5th Sunday of Easter 2017 – Year A
14 May 2017
Acts of Apostles 6.1-7
1 Peter 2.4-9
Sometime ago I met a woman whose husband had died very suddenly because of cancer and she herself had been recently diagnosed with cancer too. She said that it was obvious to her that God was punishing her. When I asked why, she replied that many years ago when her husband was working for his company overseas for a few months she had had an affair with another man. She became pregnant and had had an abortion. She believed that the cancer now was God’s way of punishing her. This is certainly not true. But she is like many people who believe that God punishes them because of their sins. Yet Jesus spent a great amount of time during his public life healing people. Nowhere do we find Jesus punishing people for wrongdoing. And in the Garden of Gethsemene he begged his Father to spare him the suffering that he would undergo because of his enemies. How then can we say God punishes us?
In the gospel today Philip says to Jesus: ‘Let us see the Father and we will be satisfied’. Jesus replies: ‘Have I been with you all this time Philip and you still do not know me? To have seen me is to have seen the Father.’ Many of us have grown up with and maybe still have a wrong image of God. Jesus is telling us very clearly here that when we read the gospels and see him in action we see who God really is and to say that God punishes us is to deny how Jesus lived and loved. We must of course avoid the danger of thinking that I can do anything I like since God doesn’t punish me. That would be an insult to God instead of doing his will in gratitude. It would also lead us to punish ourselves. One simple example is that if I decide to have casual sex and get AIDS, who punishes me? Surely myself, certainly not God.
So who is the God Jesus reveals to us by his own life? He tells us as he did to Philip: ‘Look at me and you will know who God is’. Of course, Jesus as a human being was limited whereas God is not but in the fullest way possible, humanly speaking. Jesus reveals to us who God our Father is and what he is like.
The first thing we can say is that Jesus reveals a God who is a Consoling God. Here in today’s gospel Jesus is trying to console the disciples. They hear that he is going away and so they are fearful of the future. He simply says ’Let not your hearts be troubled. Trust in God still and trust in me’. I will not leave you orphans. I will not abandon you. I will be with you every step of the way through the Holy Spirit that I will send you. It was like when my uncle was dying and had two young children. On his deathbed he asked his brother to promise that he would take care of his children after he died. The brother promised he would and in fact did so. Is the promise of Jesus any less trustworthy than that?
Jesus also assures them that he is the Way, the Truth and the Life. We all know that in our world today, on TV, on the radio, through advertisements that there are many calls on us to listen to these as if they could give us happiness. Jesus is telling us very simply and clearly that he will guide us if we turn to him and try to live by his values and teaching. It is one thing to know the Truth and to know the Way, what makes Jesus so different is that he is the Life. He is the Lifegiver who empowers us to be lifegivers in turn. I can only say from my own personal experience that the more I try and live by the gospel values of Jesus by calling on the help of the Holy Spirit the more certain I am that the way of Jesus who is the Way is the only sure path for me. I know equally how life-giving he has been and is for me.

▸ **TASK BRIEF**
Write out the passage of the homily starting at "In the gospel" and ending at "certainly not God.", word for word. The lines after the homily text play no part in the work here.

[Point-per-instance localization data]
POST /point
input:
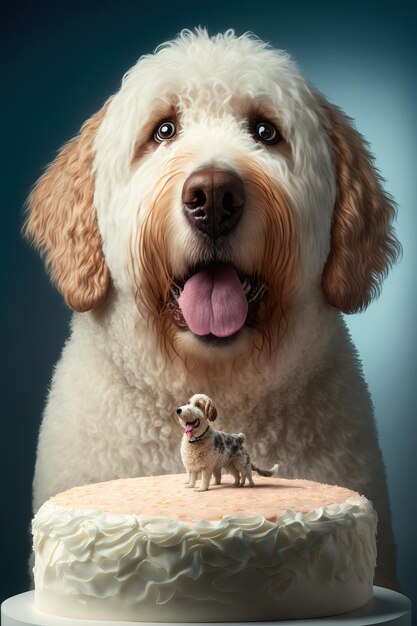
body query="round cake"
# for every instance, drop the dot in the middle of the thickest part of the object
(149, 549)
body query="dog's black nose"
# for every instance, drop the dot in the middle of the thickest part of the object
(213, 201)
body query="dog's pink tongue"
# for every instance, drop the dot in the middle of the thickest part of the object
(213, 301)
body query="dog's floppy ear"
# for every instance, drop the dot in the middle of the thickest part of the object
(206, 404)
(363, 243)
(61, 222)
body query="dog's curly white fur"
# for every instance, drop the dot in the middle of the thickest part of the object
(207, 451)
(304, 232)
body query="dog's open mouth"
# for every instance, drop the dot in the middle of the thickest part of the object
(216, 301)
(189, 427)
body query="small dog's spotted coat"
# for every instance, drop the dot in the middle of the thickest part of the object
(206, 450)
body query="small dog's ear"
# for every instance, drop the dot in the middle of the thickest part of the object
(61, 221)
(363, 245)
(209, 409)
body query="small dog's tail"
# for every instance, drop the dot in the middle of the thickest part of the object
(274, 471)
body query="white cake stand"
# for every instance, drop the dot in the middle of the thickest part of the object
(386, 607)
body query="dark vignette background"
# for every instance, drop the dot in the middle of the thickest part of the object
(60, 62)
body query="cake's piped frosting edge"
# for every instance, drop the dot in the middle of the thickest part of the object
(95, 553)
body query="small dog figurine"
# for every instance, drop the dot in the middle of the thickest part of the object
(206, 450)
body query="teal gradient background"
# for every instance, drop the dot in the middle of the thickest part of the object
(61, 61)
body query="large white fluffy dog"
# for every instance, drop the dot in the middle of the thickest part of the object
(208, 226)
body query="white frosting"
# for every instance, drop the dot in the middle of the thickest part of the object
(93, 564)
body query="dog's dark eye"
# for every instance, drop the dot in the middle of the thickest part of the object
(164, 131)
(267, 133)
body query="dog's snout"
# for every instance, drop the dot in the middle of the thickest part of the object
(213, 201)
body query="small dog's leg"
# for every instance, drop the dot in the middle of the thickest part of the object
(192, 479)
(217, 473)
(205, 480)
(235, 475)
(249, 475)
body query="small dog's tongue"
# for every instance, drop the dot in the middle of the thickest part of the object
(213, 301)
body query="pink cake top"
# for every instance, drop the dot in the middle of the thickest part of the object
(167, 496)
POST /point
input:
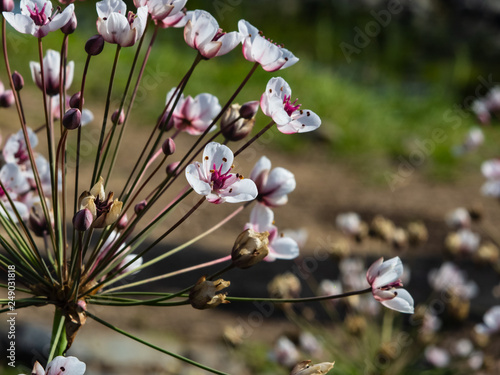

▸ **ANSWER**
In the gospel today Philip says to Jesus: ‘Let us see the Father and we will be satisfied’. Jesus replies: ‘Have I been with you all this time Philip and you still do not know me? To have seen me is to have seen the Father.’ Many of us have grown up with and maybe still have a wrong image of God. Jesus is telling us very clearly here that when we read the gospels and see him in action we see who God really is and to say that God punishes us is to deny how Jesus lived and loved. We must of course avoid the danger of thinking that I can do anything I like since God doesn’t punish me. That would be an insult to God instead of doing his will in gratitude. It would also lead us to punish ourselves. One simple example is that if I decide to have casual sex and get AIDS, who punishes me? Surely myself, certainly not God.